== WORK INSTRUCTION ==
The records below must be duplicated exactly, character for character.

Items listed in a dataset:
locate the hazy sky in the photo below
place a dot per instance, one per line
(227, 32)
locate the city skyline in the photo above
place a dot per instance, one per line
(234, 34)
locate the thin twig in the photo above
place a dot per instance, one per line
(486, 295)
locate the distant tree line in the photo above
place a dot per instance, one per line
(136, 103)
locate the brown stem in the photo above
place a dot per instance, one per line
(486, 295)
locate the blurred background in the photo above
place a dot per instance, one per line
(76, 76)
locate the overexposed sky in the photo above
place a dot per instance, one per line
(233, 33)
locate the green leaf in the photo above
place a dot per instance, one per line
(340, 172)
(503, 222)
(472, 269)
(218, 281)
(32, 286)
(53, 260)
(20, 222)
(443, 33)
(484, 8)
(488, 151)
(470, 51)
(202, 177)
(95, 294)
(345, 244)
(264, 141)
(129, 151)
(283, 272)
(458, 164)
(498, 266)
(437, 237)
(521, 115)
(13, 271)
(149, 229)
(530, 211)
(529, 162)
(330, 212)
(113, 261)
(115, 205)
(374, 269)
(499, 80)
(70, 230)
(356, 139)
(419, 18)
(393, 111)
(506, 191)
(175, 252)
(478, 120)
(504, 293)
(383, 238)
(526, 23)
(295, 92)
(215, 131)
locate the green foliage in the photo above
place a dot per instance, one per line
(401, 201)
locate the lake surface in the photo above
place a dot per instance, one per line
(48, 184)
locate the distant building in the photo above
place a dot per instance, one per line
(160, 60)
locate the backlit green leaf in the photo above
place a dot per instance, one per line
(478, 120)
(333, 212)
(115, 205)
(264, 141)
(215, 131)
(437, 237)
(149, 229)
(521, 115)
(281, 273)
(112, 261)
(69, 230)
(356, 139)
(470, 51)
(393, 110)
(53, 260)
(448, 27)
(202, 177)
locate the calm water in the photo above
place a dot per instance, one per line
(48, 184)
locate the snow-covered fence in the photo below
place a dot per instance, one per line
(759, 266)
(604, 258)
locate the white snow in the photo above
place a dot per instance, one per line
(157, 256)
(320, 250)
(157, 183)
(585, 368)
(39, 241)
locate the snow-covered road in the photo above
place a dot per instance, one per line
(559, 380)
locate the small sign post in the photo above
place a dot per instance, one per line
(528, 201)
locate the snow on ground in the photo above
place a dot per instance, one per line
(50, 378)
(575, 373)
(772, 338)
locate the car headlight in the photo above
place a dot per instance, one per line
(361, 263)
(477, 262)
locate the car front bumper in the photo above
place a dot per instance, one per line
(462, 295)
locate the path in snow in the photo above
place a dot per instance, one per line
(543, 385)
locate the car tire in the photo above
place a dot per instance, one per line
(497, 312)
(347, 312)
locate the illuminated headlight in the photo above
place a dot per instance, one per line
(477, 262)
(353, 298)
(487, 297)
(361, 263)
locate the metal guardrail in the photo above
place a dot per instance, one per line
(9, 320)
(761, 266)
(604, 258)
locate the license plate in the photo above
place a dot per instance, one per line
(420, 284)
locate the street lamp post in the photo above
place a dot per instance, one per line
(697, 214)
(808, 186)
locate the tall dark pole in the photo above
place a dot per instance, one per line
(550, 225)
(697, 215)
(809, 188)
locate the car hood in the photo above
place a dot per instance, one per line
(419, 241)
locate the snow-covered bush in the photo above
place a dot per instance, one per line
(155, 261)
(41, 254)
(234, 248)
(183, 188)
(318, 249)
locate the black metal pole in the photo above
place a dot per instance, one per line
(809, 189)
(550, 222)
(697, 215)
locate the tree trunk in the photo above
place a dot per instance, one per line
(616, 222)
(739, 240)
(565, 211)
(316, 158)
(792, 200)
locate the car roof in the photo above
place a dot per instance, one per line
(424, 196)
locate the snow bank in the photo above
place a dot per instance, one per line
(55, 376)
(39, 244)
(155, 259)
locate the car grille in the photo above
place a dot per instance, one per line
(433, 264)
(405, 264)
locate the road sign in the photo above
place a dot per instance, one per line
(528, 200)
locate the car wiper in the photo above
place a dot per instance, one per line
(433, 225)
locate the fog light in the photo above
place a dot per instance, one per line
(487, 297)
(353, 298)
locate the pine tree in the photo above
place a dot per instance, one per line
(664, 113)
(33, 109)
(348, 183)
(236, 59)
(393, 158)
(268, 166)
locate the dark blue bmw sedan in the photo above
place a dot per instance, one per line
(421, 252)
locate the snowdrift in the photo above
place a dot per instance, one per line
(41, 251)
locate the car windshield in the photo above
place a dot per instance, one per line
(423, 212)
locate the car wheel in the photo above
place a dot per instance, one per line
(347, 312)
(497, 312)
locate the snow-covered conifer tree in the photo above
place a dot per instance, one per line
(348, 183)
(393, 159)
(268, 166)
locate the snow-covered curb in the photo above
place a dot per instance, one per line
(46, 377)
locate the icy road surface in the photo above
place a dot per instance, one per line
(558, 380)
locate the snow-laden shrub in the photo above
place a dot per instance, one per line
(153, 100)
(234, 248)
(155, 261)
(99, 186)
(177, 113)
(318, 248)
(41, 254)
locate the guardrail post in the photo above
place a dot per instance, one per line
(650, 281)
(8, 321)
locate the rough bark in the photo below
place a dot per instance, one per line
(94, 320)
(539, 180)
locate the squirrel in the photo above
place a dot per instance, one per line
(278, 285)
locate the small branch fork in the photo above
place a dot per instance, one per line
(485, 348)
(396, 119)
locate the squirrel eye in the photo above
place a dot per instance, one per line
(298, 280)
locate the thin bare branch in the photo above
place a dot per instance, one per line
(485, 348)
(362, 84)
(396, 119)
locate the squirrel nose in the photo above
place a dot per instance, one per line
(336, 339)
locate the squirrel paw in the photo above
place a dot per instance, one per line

== SOLUTION TO THE EXERCISE ==
locate the hazy sky in the photo below
place a dot per instance, one per line
(227, 32)
locate the city skyline in the photo above
place a dot per instance, one per line
(234, 34)
locate the thin twig in the photo above
place a dot per instance, one per line
(486, 295)
locate the distant tree line in the photo above
place a dot per instance, one per line
(136, 103)
locate the brown stem in the photo above
place a dot per instance, one per line
(486, 295)
locate the blurred background in the photo above
place a dot per instance, one per line
(76, 76)
locate the overexposed sky in the photo above
place a dot per instance, one per line
(233, 33)
locate the green leaf in the photo above
place a dot per instance, one per line
(340, 172)
(503, 222)
(472, 269)
(218, 281)
(32, 286)
(53, 260)
(20, 222)
(443, 33)
(484, 8)
(488, 151)
(470, 51)
(202, 177)
(95, 294)
(345, 244)
(264, 141)
(129, 151)
(283, 272)
(458, 164)
(498, 266)
(437, 237)
(521, 115)
(13, 271)
(149, 229)
(530, 211)
(529, 162)
(330, 212)
(113, 261)
(115, 205)
(374, 269)
(499, 80)
(70, 230)
(356, 139)
(419, 18)
(393, 111)
(506, 191)
(175, 252)
(478, 120)
(504, 293)
(383, 238)
(526, 23)
(295, 92)
(215, 131)
locate the green foliage in the photo above
place a dot per instance, one per line
(401, 201)
locate the lake surface in the photo above
place a dot per instance, one per line
(48, 184)
locate the distant building in the photo above
place a dot per instance, one per line
(160, 60)
locate the backlit green leaf in the photo above
place a dot per instance, one per line
(478, 120)
(333, 212)
(115, 205)
(264, 141)
(215, 131)
(437, 237)
(149, 229)
(521, 115)
(281, 273)
(112, 261)
(69, 230)
(356, 139)
(470, 51)
(393, 110)
(53, 260)
(448, 27)
(202, 177)
locate the calm water in the photo above
place a dot per instance, one per line
(48, 184)
locate the snow-covered fence in the photo below
place a dot per instance, one per line
(759, 266)
(604, 258)
locate the white snow in the photo above
place a dot per instance, one per line
(157, 256)
(320, 250)
(157, 183)
(585, 368)
(39, 241)
locate the snow-covered road in the photo above
place a dot per instance, one per line
(559, 380)
locate the small sign post in the photo above
place a dot per instance, one per line
(528, 201)
locate the snow on ground in the photo above
place a dot per instance, one per line
(50, 378)
(575, 373)
(772, 338)
locate the car headlight in the photo above
place a dot per instance, one per line
(361, 263)
(477, 262)
locate the car front bumper in the photo above
place a dot per instance, one per line
(462, 295)
locate the path in snow in the photo above
place a dot per instance, one per line
(543, 385)
locate the car tire in the photo above
place a dot per instance, one per line
(497, 312)
(347, 312)
locate the illuminated headlight in the photo above
place a dot per instance, one per line
(477, 262)
(353, 298)
(487, 297)
(361, 263)
locate the metal guardrail in the photo above
place a dot per instance, one per line
(9, 320)
(761, 266)
(604, 258)
locate the license plate in the photo above
place a dot per instance, one per line
(420, 284)
locate the street lamp post in the photo above
place a dot per instance, one per line
(697, 214)
(808, 186)
locate the tall dark pole in the photo above
place a dot per instance, one per line
(550, 225)
(697, 215)
(809, 188)
locate the car hood in the photo above
place a dot per instance, one per line
(419, 241)
locate the snow-covered bush in the photo above
place a dot per instance, one per line
(155, 261)
(41, 254)
(234, 248)
(183, 188)
(318, 249)
locate the black metal pole in the photo above
place a dot per instance, one per line
(809, 189)
(550, 222)
(697, 215)
locate the tree trunk in the photo above
place a dot per instance, one per line
(616, 222)
(739, 240)
(565, 211)
(316, 158)
(792, 200)
locate the car roof in the photo above
place a dot per instance, one per line
(424, 196)
locate the snow bank in the photo above
place a dot per instance, one per line
(55, 376)
(39, 244)
(155, 259)
locate the car grille in the photo above
place a dot per instance, one per line
(433, 264)
(405, 264)
locate the road sign in the photo above
place a dot per instance, one per line
(528, 200)
locate the car wiper in the photo above
place a dot per instance, one per line
(433, 225)
locate the fog light in the photo above
place a dot per instance, one per line
(487, 297)
(353, 298)
locate the pine tree in the photo above
place a dot per instance, one per line
(664, 113)
(33, 109)
(348, 183)
(236, 59)
(393, 158)
(268, 166)
locate the dark blue bmw sedan in the photo above
place a dot per instance, one per line
(421, 252)
locate the snowdrift in the photo above
place a dot per instance, one per line
(41, 251)
locate the car windshield in the photo above
place a dot per instance, one per line
(423, 212)
locate the car wheel in the photo above
place a dot per instance, one per line
(347, 312)
(497, 312)
locate the snow-covered conifer tree in the photo above
place a dot per instance, one per line
(348, 183)
(393, 159)
(268, 166)
locate the snow-covered curb in the photo above
place a dot per instance, one per line
(46, 377)
locate the icy road surface in the photo above
place a dot per instance, one per line
(558, 380)
locate the snow-laden shrub in the photo above
place a dot per instance, one per line
(153, 100)
(234, 248)
(155, 261)
(99, 186)
(177, 113)
(318, 248)
(41, 254)
locate the guardrail post in the photo above
place a dot per instance, one per line
(650, 281)
(8, 321)
locate the rough bark in the photo below
place a dot per instance, one per line
(94, 320)
(539, 180)
locate the squirrel in the photo above
place a dot per instance, one per line
(278, 285)
locate the small branch fork in the photo above
place a dot per instance, one per line
(485, 348)
(396, 119)
locate the squirrel eye in the photo above
place a dot per instance, one per line
(298, 280)
locate the thin bare branch in the photo above
place a dot per instance, one per line
(485, 348)
(362, 84)
(396, 119)
locate the squirrel nose in the photo above
place a dot per instance, one per line
(336, 339)
locate the squirrel paw in the photo above
place a dot per instance, one per line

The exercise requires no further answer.